— EXERCISE DESCRIPTION —
Retype the stretch of the SageMaker discussion thread from "I got the same" through "with no issue.", word for word.

— DOCUMENT SECTION —

I'm seeing the same thing in us-east-2 with the SKLearn, TensorFlow, and XGBoost estimators as well

Roshrini commented 1 year ago

Is this happening only in studio or for other jobs? This commit: https://github.com/aws/sagemaker-python-sdk/commit/019d5a4b232cd4d287dff35c6a8ba9681ed4c0ca added disable_profiler flag and botocore v1.29.33 seems to have this flag available as well

Roshrini commented 1 year ago

@acere Can you recreate new user and try again?

tongliang11 commented 1 year ago

I got the same error message. Downgrade sagemaker to version 2.123.0 with the following command solved my problem: pip install sagemaker==2.123.0

claytonparnell commented 1 year ago

@acere are you still experiencing this issue? Running that notebook on Studio (Python 3 (Data Science), us-east-2) with sagemaker 2.128.0 right now, I am able to run all cells with no issue.

acere commented 1 year ago

@claytonparnell the problem is still there on older (created before Dec 2022) SM Studio users. There isn't any issue with Studio users created after Dec 22 with any version of PySDK > 2.123.0

boriside commented 1 year ago

Ok, so solution would be to create a new sagemaker studio user now (after Dec 2022)?

orangewise commented 1 year ago

This is solved by using sagemaker==2.123.0, are there plans to fix this in newer versions?

Rizhiy commented 1 year ago

PyTorch 1.13 and py39 are not available in 2.123. Is there an ETA for getting this fixed?

bengruher commented 1 year ago

Creating a new user in the domain and then using sagemaker==2.143.0 worked for me.

adimux commented 1 year ago

I tried the same notebook on the same instance and did not have the issue.

I believe the issue is fixed on the latest Data Science image. Please try to shut down the kernel (from the top menu -> open Kernel -> Shut Down) and try again.

aebulut commented 9 months ago

"Missing required parameter in ProfilerConfig: "S3OutputPath" Unknown parameter in ProfilerConfig: "DisableProfiler", must be one of: S3OutputPath, ProfilingIntervalInMilliseconds, ProfilingParameters"

I have this issue tried all of the suggestions above but none fix the issue!

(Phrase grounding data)

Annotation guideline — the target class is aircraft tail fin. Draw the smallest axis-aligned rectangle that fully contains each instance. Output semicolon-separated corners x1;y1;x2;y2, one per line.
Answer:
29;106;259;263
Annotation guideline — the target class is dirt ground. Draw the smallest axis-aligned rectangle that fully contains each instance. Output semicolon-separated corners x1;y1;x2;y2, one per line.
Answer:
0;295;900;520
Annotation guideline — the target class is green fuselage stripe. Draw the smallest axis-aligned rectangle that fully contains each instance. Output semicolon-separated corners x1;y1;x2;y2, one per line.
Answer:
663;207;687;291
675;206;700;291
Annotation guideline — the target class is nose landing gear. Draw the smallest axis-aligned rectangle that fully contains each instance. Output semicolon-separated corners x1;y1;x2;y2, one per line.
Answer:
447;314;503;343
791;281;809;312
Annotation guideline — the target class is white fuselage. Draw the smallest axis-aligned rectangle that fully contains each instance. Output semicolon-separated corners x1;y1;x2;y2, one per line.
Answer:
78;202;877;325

— EXERCISE RESULT —
I got the same error message. Downgrade sagemaker to version 2.123.0 with the following command solved my problem: pip install sagemaker==2.123.0

claytonparnell commented 1 year ago

@acere are you still experiencing this issue? Running that notebook on Studio (Python 3 (Data Science), us-east-2) with sagemaker 2.128.0 right now, I am able to run all cells with no issue.